TEXT EXCERPT:
Clyde Flowers saw it coming. Watching America's shipbuilding industry collapse around him, watching too many friends, after years of service, laid off without notice, Flowers got out before it could happen to him.
"I didn't want to sit there, being on the bubble, waiting every day to see if I was the next to go. . . . I signed up for a paralegal class. They say it's a booming career. I hear people are starting off at 30 grand a year."
These words are from Flowers' real world and from the stage production, "Steel-Blue Water: The Shipbuilders' Play." The 51-year-old former shipbuilder, who worked at Todd Pacific Shipyard in San Pedro for 12 years until a few months ago, is one of three characters (playing himself) in the docu-theater piece about life at Todd and the crisis in the shipbuilding industry. It premieres today at 2 p.m. at Shipbuilders Local 9 union hall, 340 N. Broad Ave. in Wilmington.
"Steel-Blue" was conceived and produced by Susan Franklin Tanner. As producing-artistic director of TheatreWorkers Project, she has done similar dramas based on the lives of American industrial workers who help create the plays and perform them in place of professional actors.
Tanner's first endeavor, "Lady Beth: The Steelworkers' Play" of 1986, starred six former steelworkers whose worlds crumbled when the Bethlehem Steel plant in Vernon closed. After showing the piece to Todd shipbuilders in 1987--and watching them identify with it strongly--Tanner decided to embark on her current project.
A victim of foreign competition, commercial shipbuilding in the United States has declined drastically, leaving the industry dependent on Navy contracts, said Flowers, former president of his union local. The Navy is maintaining a 600-ship fleet, however, as ordered by the Reagan Administration. No new Navy contracts are being awarded and most of the country's shipyards have closed.
From a peak work force of nearly 6,000 in 1983, Todd, which filed for bankruptcy in 1987, now employs about 1,000, company officials said. Todd is finishing its last U.S. Navy frigate and doing repair work.
Suddenly stripped of their jobs and identities, few endured the transition as well as Flowers. In the play, he briefly assumes the character of a colleague who "went nuts," from the ceaseless inner void and self-doubt suffered after giving 18 years--more than half his lifetime--to shipbuilding: "Next thing you know your wife is saying, 'Hey, honey, go do this. Hey, honey, go do that.' Next thing you know you're looking at the four walls, going crazy."
"People I worked with had their hearts torn out," Flowers said in an interview. "Guys laid off with 17, 18 years. They don't have the flexibility or education I have (to forge a new career). They're extremely talented, but they can barely read."
"Thousands of workers built this country," Tanner said. "They make what we use everyday, what we drive, what we walk on. But who they are and what they feel gets lost in the shuffle, particularly when their plants or factories or shipyards close. The lives of these men are worthy of documentation, of lifting out of the hold of a ship and putting on a stage so that people can see who it was that built America."

TASKS:
**A.** For each statement, answer yes or no according to the article on the shipbuilders' play, and quote the words from the article that decide it. (i) Flowers worked at Todd Pacific Shipyard in San Pedro for 12 years. (ii) Professional actors perform in Tanner's dramas about industrial workers. (iii) Todd currently employs about 6,000 people.
**B.** From the article on the shipbuilders' play, return word for word the passage that begins at the words "These words are" and ends after the words "of professional actors.".

SOURCE DATA:
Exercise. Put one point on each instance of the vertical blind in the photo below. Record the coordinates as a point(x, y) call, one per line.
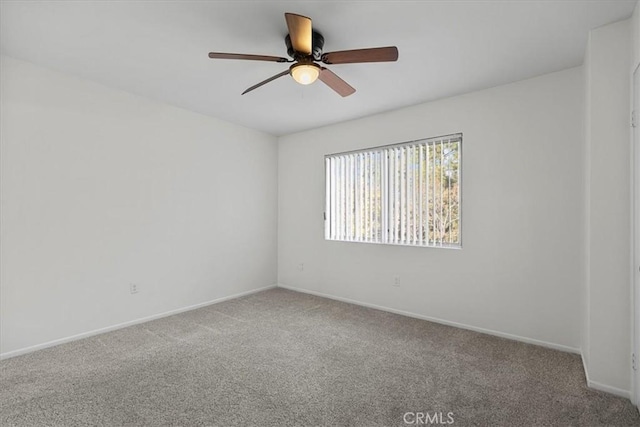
point(407, 194)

RESPONSES TO THE EXERCISE:
**A.**
(i) Yes: "worked at Todd Pacific Shipyard in San Pedro for 12 years until a few months ago"
(ii) No: "who help create the plays and perform them in place of professional actors"
(iii) No: "now employs about 1,000"

**B.**
These words are from Flowers' real world and from the stage production, "Steel-Blue Water: The Shipbuilders' Play." The 51-year-old former shipbuilder, who worked at Todd Pacific Shipyard in San Pedro for 12 years until a few months ago, is one of three characters (playing himself) in the docu-theater piece about life at Todd and the crisis in the shipbuilding industry. It premieres today at 2 p.m. at Shipbuilders Local 9 union hall, 340 N. Broad Ave. in Wilmington.
"Steel-Blue" was conceived and produced by Susan Franklin Tanner. As producing-artistic director of TheatreWorkers Project, she has done similar dramas based on the lives of American industrial workers who help create the plays and perform them in place of professional actors.